-------- Supplied material
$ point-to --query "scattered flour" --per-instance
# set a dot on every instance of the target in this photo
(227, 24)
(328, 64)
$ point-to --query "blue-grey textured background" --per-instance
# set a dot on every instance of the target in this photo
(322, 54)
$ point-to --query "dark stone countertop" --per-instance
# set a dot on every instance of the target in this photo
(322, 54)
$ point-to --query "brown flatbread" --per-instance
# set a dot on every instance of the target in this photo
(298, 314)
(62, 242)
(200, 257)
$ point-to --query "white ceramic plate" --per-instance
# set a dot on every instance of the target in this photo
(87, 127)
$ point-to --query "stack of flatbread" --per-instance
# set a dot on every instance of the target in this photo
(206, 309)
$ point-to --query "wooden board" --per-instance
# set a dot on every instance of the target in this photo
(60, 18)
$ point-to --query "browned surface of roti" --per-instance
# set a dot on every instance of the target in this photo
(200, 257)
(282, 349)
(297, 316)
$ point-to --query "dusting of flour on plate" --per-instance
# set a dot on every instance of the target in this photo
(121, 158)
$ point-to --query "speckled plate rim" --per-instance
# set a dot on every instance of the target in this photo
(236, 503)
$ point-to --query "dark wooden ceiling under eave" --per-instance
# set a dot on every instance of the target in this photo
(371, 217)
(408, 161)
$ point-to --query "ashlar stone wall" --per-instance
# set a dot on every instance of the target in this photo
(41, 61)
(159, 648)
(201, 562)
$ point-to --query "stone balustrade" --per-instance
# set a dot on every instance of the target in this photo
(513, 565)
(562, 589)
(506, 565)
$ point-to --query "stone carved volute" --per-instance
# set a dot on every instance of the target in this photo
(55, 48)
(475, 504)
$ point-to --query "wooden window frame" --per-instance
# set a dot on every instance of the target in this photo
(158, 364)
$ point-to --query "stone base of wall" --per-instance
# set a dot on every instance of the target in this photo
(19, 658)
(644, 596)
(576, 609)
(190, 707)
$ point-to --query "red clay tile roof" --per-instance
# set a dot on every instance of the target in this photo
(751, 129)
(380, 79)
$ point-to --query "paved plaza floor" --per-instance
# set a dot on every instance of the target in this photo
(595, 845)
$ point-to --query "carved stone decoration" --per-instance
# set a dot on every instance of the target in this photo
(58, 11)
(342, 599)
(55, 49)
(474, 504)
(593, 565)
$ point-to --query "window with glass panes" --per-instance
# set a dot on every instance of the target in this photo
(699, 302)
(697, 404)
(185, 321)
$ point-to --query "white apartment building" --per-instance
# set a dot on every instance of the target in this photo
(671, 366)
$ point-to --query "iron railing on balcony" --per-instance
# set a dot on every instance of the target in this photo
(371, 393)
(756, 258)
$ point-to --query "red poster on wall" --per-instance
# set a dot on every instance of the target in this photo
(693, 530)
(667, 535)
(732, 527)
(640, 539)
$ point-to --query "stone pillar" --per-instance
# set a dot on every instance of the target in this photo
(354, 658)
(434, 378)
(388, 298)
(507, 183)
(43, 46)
----------------
Problem statement: Reproduce the full listing exactly.

Finished exercise:
$ point-to --query "scattered flour" --per-instance
# set a dot on every instance of the target in this photo
(227, 24)
(328, 64)
$ point-to --query "blue-grey textured background" --per-instance
# set a dot on every instance of the target in this photo
(322, 54)
$ point-to --query "dark stone countertop" --per-instance
# set a dot on every instance of the target in this photo
(322, 54)
$ point-to --query "brown flatbread" --per-instance
# set a dot on every instance of the target in this photo
(298, 314)
(62, 242)
(200, 257)
$ point-to --query "white ceramic plate" --per-instance
# set a dot on every instance of the target in this photo
(87, 127)
$ point-to --query "stack of flatbread" --per-instance
# set a dot on every instance of the target in this photo
(206, 309)
$ point-to --query "wooden board" --per-instance
# set a dot on every instance of the target in this photo
(60, 18)
$ point-to --query "browned surface of roti" --per-instance
# set a dot on every instance of the target in this photo
(200, 257)
(282, 349)
(297, 316)
$ point-to --query "dusting of flour on plate" --per-instance
# set a dot on every instance of the target in this photo
(121, 158)
$ point-to --query "speckled plate rim" --per-instance
# set a dot on every instance of the target in this photo
(236, 503)
$ point-to --query "dark wooden ceiling under eave" --per-instance
# set a dot on every instance of the target in this photo
(371, 217)
(408, 161)
$ point-to --query "ashlar stone wall" --per-instance
# set a dot on every instance of the target in this photo
(41, 61)
(159, 648)
(201, 562)
$ point-to --query "stone balustrade" --per-instance
# set a dot on every instance of the target in this photo
(513, 565)
(562, 589)
(506, 565)
$ point-to --query "stone carved volute" --per-instance
# set a dot on every instance of the target in this photo
(55, 48)
(475, 504)
$ point-to --query "wooden window frame" --per-instance
# set a dot on every instance of the target in this photo
(158, 364)
$ point-to --query "stone base of wall" --per-instance
# set a dot on every instance of the target in this photo
(19, 658)
(644, 596)
(576, 609)
(190, 707)
$ point-to --query "red clay tile roof" --per-instance
# set a dot on every instance of the target in this photo
(751, 129)
(380, 79)
$ point-to --query "paved plaza floor" --per-instance
# set a dot on every instance of the target in this photo
(595, 845)
$ point-to --query "carved stone decoration" --per-instance
# set a dot on every instance of the target in this photo
(58, 11)
(342, 599)
(55, 49)
(474, 504)
(593, 565)
$ point-to --query "window with glass panes" --per-instance
# set a dot on every instance of the target in this photo
(699, 302)
(697, 404)
(185, 321)
$ point-to --query "white apartment building" --per-instance
# set a dot on every instance of the target in this photo
(671, 366)
$ point-to --query "iron railing on balcony" --per-instance
# set a dot on every instance of the target in this photo
(371, 393)
(756, 258)
$ point-to --query "red poster on wall" --per-instance
# set a dot on every instance of the target in this photo
(693, 530)
(667, 535)
(732, 527)
(640, 539)
$ point-to --query "stone pillar" --per-instance
# set a dot on every instance of the target in this photo
(354, 658)
(434, 378)
(388, 298)
(507, 183)
(43, 46)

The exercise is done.